--- Written request ---
Starting at the line containing "Practice step: locate the walkway" and ending after the line containing "x=206, y=56", format those records as a numbered list, leaving out any blank lines.

--- Items ---
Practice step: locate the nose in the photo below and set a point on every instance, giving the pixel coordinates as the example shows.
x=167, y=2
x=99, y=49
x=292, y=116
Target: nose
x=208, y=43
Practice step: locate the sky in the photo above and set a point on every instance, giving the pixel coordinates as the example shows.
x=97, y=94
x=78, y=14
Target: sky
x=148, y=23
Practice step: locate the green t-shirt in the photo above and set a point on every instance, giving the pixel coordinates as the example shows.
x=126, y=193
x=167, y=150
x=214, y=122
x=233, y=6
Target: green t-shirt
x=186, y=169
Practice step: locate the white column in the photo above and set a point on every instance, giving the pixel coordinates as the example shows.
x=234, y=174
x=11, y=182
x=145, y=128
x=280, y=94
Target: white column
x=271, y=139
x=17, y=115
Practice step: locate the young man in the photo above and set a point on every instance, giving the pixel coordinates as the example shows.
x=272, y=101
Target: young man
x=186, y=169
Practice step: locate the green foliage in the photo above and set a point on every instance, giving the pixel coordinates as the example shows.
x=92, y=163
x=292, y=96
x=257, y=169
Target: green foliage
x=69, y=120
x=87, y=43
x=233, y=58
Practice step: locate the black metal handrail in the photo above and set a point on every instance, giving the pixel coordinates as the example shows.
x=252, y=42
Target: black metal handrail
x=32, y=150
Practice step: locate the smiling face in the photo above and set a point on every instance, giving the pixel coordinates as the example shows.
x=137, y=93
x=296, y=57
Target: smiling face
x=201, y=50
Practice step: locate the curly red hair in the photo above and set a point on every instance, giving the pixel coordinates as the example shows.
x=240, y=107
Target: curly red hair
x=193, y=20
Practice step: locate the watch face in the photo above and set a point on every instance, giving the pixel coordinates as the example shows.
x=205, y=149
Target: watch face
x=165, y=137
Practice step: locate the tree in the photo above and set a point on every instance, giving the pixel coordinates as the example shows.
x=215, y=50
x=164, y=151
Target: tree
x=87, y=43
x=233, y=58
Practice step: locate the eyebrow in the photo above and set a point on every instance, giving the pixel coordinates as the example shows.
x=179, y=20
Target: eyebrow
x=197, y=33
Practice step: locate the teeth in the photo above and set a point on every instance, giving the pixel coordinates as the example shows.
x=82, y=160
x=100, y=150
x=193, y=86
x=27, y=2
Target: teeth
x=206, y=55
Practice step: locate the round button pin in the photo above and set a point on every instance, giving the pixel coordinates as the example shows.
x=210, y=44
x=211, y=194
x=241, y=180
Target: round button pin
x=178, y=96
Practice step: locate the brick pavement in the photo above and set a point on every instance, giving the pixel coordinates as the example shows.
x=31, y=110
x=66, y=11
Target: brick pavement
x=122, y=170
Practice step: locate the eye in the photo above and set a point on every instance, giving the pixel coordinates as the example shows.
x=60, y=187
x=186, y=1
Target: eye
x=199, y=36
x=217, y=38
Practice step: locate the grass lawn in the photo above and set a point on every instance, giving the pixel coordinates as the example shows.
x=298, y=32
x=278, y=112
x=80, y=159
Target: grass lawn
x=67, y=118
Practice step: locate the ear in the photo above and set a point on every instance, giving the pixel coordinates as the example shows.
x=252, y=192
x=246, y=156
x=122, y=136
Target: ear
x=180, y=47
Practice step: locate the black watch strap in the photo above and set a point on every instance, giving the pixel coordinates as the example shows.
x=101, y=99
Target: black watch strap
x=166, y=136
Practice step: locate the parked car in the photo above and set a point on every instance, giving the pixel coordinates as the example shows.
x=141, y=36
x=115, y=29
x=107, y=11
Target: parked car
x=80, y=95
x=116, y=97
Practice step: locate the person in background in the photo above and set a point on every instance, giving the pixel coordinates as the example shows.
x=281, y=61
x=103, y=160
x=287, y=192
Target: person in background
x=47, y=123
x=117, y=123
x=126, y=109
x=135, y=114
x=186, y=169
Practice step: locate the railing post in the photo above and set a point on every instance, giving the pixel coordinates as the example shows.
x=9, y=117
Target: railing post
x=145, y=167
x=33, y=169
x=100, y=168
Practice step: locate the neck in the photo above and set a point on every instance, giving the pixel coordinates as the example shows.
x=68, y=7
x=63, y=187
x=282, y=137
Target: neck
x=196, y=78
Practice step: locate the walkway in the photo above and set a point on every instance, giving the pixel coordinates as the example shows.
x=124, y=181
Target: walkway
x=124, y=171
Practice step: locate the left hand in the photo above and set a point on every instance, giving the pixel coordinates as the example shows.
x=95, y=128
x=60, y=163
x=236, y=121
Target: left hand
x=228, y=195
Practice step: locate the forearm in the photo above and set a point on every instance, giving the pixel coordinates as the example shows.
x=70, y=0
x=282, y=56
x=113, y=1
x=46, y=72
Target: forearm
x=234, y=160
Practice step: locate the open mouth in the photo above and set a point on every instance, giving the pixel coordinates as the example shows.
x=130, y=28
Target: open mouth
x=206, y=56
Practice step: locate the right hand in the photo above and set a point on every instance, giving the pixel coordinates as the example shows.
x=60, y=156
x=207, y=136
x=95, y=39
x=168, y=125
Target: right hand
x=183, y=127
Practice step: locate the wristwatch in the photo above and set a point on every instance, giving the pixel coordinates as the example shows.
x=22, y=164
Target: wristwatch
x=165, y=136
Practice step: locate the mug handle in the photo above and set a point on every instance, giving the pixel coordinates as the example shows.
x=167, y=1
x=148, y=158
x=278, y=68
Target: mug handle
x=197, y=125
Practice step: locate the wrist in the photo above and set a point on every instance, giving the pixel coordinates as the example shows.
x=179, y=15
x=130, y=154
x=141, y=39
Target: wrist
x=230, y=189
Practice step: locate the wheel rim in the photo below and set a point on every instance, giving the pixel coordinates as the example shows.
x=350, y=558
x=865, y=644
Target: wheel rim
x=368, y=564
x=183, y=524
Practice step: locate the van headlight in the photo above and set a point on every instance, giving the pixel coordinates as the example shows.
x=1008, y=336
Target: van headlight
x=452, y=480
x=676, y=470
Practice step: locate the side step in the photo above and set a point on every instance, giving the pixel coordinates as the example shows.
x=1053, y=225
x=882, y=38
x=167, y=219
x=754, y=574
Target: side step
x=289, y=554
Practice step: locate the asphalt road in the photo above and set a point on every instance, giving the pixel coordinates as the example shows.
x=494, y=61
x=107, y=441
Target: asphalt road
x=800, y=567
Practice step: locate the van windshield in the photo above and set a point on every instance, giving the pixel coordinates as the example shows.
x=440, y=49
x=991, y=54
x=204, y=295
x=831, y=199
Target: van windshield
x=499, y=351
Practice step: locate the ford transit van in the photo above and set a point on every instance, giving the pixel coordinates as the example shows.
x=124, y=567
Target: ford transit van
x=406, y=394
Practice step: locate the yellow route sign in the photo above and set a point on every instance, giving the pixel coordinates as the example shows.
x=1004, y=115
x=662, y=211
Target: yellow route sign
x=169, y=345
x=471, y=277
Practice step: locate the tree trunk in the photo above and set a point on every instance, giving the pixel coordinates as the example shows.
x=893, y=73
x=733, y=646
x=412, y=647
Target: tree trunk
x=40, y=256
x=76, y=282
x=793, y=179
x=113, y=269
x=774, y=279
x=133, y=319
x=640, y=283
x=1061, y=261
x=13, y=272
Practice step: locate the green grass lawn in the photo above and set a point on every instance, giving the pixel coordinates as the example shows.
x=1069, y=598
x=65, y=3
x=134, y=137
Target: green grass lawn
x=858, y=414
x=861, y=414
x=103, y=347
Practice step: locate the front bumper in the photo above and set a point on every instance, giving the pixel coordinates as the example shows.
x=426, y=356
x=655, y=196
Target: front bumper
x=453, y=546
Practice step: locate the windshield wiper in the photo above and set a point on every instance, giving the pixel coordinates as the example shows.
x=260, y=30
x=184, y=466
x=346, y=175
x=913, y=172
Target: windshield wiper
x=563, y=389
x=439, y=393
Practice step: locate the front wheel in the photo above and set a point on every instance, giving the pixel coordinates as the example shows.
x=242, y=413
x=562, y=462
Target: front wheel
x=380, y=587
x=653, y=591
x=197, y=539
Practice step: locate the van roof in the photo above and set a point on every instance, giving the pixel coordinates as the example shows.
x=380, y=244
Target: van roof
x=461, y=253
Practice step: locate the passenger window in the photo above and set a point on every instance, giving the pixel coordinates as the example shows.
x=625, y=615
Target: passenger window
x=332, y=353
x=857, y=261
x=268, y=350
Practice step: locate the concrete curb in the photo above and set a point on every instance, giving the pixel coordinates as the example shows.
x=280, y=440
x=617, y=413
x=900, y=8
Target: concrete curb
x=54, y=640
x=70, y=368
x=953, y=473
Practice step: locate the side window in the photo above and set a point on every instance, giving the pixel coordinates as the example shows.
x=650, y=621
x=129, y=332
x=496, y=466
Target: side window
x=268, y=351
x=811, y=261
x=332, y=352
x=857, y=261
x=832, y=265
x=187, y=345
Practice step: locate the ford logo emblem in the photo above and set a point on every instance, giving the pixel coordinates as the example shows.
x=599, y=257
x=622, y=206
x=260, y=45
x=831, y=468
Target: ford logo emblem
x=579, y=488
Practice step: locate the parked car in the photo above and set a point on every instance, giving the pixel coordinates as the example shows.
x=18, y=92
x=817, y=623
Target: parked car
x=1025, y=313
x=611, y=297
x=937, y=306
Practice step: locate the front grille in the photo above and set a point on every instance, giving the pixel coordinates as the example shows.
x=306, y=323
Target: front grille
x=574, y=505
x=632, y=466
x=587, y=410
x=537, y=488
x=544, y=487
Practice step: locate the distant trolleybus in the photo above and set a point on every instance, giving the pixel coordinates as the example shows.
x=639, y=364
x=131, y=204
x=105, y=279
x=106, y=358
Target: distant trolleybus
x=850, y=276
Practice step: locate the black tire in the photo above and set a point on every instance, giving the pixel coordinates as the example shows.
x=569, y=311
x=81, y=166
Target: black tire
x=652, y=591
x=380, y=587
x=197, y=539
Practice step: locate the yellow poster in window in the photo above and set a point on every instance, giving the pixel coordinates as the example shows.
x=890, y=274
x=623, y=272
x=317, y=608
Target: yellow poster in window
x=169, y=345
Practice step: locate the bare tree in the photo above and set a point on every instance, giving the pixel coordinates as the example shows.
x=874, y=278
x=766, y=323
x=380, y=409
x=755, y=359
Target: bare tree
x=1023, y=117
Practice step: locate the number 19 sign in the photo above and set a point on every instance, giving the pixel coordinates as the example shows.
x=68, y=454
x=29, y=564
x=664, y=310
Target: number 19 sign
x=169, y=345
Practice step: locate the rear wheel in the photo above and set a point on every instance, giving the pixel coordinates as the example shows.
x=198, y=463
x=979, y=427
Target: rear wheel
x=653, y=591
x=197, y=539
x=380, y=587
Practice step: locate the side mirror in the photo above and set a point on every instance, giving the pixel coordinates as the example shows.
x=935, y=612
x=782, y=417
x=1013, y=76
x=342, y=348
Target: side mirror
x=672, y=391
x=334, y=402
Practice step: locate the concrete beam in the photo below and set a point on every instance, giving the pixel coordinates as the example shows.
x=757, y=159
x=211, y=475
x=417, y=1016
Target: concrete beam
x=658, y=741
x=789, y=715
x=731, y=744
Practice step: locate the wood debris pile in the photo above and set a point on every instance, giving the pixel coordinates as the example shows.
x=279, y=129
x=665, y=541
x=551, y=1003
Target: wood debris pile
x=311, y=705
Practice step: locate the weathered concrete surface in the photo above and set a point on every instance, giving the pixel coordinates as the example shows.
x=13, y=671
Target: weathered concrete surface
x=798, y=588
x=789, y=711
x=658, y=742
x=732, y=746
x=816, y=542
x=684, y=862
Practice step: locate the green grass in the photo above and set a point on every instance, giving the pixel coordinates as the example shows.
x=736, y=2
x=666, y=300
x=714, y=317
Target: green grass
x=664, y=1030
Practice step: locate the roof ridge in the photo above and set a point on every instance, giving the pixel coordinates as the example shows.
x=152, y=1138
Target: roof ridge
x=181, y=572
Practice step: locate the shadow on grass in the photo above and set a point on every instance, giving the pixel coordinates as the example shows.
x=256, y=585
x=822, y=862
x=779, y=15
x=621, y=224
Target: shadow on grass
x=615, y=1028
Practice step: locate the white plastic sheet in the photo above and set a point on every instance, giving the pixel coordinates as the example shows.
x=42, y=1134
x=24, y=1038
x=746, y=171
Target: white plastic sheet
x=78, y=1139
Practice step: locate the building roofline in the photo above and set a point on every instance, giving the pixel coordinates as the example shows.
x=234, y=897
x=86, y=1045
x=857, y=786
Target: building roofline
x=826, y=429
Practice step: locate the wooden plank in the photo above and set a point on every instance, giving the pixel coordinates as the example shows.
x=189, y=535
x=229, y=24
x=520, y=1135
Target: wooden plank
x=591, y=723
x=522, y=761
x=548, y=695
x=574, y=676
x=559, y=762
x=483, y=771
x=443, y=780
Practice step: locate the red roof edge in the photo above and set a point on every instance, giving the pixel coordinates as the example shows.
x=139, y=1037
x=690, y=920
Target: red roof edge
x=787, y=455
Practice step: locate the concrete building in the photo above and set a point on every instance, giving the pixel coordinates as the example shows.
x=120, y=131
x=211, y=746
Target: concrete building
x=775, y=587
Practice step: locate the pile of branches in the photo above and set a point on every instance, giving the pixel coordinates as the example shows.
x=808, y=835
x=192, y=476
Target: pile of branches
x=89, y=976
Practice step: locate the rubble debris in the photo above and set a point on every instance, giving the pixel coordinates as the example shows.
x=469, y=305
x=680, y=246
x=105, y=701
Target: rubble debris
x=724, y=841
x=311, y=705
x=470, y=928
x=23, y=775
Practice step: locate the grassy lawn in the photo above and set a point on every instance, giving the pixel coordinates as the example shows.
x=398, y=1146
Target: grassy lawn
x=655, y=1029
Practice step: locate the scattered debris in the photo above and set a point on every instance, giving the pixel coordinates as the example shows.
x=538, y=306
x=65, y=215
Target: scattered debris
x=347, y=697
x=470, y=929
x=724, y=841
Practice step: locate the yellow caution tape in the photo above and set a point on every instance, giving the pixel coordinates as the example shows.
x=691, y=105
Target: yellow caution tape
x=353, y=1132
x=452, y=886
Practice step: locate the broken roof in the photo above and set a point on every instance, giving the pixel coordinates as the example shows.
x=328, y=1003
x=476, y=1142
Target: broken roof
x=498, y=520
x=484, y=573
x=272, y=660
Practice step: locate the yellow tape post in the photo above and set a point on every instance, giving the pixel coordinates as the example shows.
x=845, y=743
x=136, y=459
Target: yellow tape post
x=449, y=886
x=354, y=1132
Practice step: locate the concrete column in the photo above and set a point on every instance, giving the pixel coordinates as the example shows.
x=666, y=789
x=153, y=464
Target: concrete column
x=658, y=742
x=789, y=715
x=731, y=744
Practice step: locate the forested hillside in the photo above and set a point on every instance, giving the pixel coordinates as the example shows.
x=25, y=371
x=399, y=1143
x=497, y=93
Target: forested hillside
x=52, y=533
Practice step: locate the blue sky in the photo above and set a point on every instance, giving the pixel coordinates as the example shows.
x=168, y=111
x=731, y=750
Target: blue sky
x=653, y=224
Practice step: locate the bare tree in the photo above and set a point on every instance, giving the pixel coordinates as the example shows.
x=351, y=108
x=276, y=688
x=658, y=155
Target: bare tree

--- Reply ---
1. Practice step: locate the walkway in the photo above and set a point on every instance, giving the pixel coordinates as the example shows.
2. x=124, y=181
3. Target: walkway
4. x=124, y=171
5. Practice step: locate the left hand in the photo above and set a point on every instance, giving the pixel coordinates as the example shows.
6. x=95, y=128
7. x=60, y=163
8. x=236, y=121
9. Target: left hand
10. x=228, y=195
11. Practice step: locate the forearm in the photo above and set a point on every instance, giving the pixel coordinates as the example shows.
12. x=70, y=0
13. x=282, y=56
14. x=113, y=1
15. x=46, y=72
16. Target: forearm
17. x=234, y=160
18. Practice step: locate the open mouth in the photo above and set a point on every instance, giving the pixel coordinates as the example shows.
19. x=130, y=28
20. Target: open mouth
21. x=206, y=56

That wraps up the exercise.